§ Document extract:
:::

Monday, October 7, 2013

Survivor Stories-The Journey


Last month, Dr. H and I had the extreme pleasure of attending the most beautiful wedding I have ever experienced. Experienced is truly the word.  It was meticulously planned to be a grand experience from the moment you entered the lavish hall for the ceremony and were greeted by staff with trays of  gorgeous beverages. This day was especially sweet for those loved ones and friends invited to witness this union since the bride has suffered through breast cancer in the past few years. Upon pronouncing man and wife, an actual choir appeared as if from thin air and began to sing “oh happy day”. This was a complete surprise not only to all of the guests, but also to the wedding party and the bride and groom. It had been a very special surprise from their parents.

As the wedding evening moved forward, we were treated to a lovely cocktail hour, three course meal, a sweet and savory buffet and many musical interludes both orchestral and big band. It was just fabulous! Throughout this  night, many of their friends and family gave toasts and told stories of the bride and groom. The thing that struck me most, was that not once was the word cancer uttered. Not one time. Many spoke of their challenges and tests and the couple's absolute love and resolve for each other. That word was  not to be spoken of and not to be given the time to negate their joy. But also, not to lessen it’s impact on their journey to this place. 

This made me consider our own journey here. So many times when people visit our new attending-era home, they say things like “you earned it” or “I know you are thinking it is about time”! Although I absolutely appreciate the solidarity and recognition of the sacrifices made, I realize that I  really don’t think of this stage that way. This life is much like the word not uttered in that beautiful wedding, it is not the focus but the journey. That journey made our marriage stronger, our faith stretch and our parenting skills sharper. We were all forced to examine ourselves deeper and to find joy when there often was none. We are better people because of it. That journey has made me who I am as a person, a wife, a parent and a citizen in this world. So those of you in the thick of it, I challenge you to consider the thought that one day you will not look back on training as a terrible time or as something to be forgotten. Embrace it. Embrace this journey, every lonely night, missed holiday, forgotten special moment. Own it. Use those experiences to move forward as a couple, as parents and as people. Dr. H is not the only one training for greatness!

:::

(Stored records)
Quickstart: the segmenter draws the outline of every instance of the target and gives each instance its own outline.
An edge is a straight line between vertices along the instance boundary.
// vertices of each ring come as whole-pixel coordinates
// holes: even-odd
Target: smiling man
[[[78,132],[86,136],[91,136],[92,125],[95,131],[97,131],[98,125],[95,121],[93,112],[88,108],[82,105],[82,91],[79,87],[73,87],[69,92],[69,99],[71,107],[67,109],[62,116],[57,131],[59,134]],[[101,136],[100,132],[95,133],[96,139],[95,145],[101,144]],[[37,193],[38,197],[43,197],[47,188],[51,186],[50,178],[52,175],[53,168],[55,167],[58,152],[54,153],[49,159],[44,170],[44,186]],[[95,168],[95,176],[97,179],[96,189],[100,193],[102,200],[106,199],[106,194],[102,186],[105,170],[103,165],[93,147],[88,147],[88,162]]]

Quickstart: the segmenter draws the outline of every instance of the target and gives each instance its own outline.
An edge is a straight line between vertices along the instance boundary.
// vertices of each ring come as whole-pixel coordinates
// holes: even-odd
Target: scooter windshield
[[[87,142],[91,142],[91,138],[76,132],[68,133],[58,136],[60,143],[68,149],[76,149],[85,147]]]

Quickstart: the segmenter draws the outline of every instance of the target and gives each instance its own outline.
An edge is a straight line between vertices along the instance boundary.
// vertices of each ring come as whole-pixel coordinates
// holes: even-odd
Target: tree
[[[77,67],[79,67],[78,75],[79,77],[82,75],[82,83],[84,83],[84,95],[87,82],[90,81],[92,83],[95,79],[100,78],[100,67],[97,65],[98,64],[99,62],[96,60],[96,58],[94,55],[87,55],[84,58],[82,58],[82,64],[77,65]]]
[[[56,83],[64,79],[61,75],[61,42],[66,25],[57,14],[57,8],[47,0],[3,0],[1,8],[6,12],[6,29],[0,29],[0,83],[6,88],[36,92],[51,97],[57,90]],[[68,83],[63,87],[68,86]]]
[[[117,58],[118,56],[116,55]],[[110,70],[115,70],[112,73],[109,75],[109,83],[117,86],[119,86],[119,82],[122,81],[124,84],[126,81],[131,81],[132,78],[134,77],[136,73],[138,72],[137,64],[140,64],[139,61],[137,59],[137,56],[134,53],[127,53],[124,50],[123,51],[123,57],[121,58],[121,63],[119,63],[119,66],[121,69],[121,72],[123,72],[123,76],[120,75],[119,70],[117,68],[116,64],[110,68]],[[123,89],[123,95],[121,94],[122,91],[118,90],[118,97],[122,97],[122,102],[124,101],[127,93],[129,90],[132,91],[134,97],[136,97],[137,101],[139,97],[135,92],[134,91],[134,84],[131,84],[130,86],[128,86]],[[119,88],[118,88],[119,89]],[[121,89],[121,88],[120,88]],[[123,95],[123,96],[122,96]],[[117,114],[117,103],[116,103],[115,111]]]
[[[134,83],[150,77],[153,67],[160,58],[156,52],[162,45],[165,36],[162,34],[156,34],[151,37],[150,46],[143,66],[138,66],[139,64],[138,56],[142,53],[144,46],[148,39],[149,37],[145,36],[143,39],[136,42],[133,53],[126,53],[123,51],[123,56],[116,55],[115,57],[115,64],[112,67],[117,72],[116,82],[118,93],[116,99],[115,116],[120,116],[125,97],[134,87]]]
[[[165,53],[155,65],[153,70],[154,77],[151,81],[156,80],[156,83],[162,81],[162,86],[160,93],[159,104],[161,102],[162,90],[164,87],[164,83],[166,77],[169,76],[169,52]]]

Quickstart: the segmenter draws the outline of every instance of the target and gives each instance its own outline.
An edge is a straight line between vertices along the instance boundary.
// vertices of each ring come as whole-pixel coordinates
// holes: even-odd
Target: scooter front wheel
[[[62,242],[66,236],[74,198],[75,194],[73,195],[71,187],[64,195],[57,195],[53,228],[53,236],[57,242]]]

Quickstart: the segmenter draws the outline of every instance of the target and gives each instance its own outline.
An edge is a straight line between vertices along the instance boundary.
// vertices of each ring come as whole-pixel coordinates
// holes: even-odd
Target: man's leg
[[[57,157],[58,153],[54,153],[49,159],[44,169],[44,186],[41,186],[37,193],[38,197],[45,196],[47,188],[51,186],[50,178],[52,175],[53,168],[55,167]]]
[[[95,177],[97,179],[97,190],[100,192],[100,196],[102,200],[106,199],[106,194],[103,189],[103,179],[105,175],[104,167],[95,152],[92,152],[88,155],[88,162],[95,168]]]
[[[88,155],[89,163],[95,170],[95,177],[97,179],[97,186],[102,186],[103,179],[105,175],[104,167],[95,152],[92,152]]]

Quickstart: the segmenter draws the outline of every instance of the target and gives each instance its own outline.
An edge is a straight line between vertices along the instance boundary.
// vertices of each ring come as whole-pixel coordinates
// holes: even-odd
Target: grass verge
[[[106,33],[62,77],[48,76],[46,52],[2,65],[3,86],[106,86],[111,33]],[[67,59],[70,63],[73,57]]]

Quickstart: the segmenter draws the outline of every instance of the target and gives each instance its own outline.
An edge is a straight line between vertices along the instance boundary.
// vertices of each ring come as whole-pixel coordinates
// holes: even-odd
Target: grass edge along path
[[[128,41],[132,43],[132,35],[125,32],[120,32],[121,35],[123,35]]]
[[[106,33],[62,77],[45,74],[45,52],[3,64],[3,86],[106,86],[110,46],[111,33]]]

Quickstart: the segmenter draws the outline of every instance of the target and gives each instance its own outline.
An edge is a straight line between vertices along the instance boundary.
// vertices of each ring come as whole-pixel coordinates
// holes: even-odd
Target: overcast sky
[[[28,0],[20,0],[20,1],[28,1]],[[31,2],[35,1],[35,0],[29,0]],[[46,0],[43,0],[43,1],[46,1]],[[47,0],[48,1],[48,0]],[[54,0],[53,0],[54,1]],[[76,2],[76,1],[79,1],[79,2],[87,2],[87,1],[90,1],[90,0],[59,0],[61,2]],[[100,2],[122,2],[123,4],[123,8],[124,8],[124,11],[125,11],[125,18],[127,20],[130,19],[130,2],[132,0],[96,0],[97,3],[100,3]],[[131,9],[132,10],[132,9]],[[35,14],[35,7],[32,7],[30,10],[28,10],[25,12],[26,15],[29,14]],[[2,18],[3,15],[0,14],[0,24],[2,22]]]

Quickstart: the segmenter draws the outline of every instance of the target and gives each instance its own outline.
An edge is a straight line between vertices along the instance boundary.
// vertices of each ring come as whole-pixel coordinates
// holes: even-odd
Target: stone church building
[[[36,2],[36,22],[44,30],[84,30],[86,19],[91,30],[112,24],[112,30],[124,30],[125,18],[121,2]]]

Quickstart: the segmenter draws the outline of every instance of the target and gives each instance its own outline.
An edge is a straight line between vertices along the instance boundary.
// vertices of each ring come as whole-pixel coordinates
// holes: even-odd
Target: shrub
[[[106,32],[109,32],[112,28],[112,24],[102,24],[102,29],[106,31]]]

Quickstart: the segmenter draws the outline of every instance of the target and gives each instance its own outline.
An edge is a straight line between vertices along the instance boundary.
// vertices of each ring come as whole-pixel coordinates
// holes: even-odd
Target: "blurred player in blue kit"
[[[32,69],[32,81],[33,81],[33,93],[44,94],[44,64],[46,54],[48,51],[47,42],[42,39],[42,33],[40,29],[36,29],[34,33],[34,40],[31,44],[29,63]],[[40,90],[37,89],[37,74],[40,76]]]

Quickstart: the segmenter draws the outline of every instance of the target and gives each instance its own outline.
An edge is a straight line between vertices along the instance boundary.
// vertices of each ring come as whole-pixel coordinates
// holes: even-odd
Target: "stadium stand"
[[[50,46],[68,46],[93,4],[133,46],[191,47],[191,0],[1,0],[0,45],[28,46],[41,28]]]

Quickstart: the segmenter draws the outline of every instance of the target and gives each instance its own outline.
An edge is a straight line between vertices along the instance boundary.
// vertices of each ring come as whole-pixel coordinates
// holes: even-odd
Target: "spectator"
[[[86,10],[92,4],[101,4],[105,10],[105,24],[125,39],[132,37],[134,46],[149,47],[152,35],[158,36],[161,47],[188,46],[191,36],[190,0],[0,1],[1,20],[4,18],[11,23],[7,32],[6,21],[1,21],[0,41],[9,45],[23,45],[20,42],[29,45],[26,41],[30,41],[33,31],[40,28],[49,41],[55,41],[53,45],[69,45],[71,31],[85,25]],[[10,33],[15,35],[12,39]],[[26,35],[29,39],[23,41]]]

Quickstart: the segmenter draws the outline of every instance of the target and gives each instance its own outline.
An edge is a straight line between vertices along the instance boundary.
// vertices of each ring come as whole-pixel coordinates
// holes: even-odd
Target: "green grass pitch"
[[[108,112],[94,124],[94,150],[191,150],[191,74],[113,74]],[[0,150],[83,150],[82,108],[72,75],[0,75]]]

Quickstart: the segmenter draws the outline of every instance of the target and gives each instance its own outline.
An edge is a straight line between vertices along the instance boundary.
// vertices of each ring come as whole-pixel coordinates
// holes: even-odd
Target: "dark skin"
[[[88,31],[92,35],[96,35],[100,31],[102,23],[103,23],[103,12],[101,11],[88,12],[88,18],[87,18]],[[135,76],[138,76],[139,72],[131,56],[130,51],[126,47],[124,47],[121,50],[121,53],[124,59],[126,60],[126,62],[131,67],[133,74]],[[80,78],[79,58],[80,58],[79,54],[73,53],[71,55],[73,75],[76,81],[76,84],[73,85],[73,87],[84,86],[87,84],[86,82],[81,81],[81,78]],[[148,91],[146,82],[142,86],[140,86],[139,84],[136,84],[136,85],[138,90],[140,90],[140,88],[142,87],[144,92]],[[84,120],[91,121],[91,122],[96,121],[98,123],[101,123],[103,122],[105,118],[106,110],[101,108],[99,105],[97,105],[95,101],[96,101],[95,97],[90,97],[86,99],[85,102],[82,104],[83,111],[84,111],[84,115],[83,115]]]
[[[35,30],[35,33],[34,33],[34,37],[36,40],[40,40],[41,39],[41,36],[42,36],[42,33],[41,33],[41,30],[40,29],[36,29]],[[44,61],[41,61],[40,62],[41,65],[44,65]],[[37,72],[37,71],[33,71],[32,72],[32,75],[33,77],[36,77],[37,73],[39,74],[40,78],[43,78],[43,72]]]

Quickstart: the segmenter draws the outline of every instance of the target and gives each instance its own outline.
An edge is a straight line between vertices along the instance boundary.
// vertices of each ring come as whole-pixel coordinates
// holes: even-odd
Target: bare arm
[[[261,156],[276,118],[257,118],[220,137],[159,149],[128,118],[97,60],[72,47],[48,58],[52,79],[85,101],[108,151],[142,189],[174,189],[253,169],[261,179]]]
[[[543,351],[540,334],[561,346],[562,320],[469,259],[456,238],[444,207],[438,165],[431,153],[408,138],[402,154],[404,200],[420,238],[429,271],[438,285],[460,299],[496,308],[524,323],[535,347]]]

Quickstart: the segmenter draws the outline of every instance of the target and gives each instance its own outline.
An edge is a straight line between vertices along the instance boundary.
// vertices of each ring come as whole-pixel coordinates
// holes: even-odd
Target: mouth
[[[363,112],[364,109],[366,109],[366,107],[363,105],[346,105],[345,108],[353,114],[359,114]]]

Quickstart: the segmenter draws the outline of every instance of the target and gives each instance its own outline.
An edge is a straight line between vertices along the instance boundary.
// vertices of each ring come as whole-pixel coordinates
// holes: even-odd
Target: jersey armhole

:::

§ Assignment:
Reproduce everything in the wedding post from "Last month, Dr." down to "from their parents.". Work from the text alone.

§ Task solution:
Last month, Dr. H and I had the extreme pleasure of attending the most beautiful wedding I have ever experienced. Experienced is truly the word.  It was meticulously planned to be a grand experience from the moment you entered the lavish hall for the ceremony and were greeted by staff with trays of  gorgeous beverages. This day was especially sweet for those loved ones and friends invited to witness this union since the bride has suffered through breast cancer in the past few years. Upon pronouncing man and wife, an actual choir appeared as if from thin air and began to sing “oh happy day”. This was a complete surprise not only to all of the guests, but also to the wedding party and the bride and groom. It had been a very special surprise from their parents.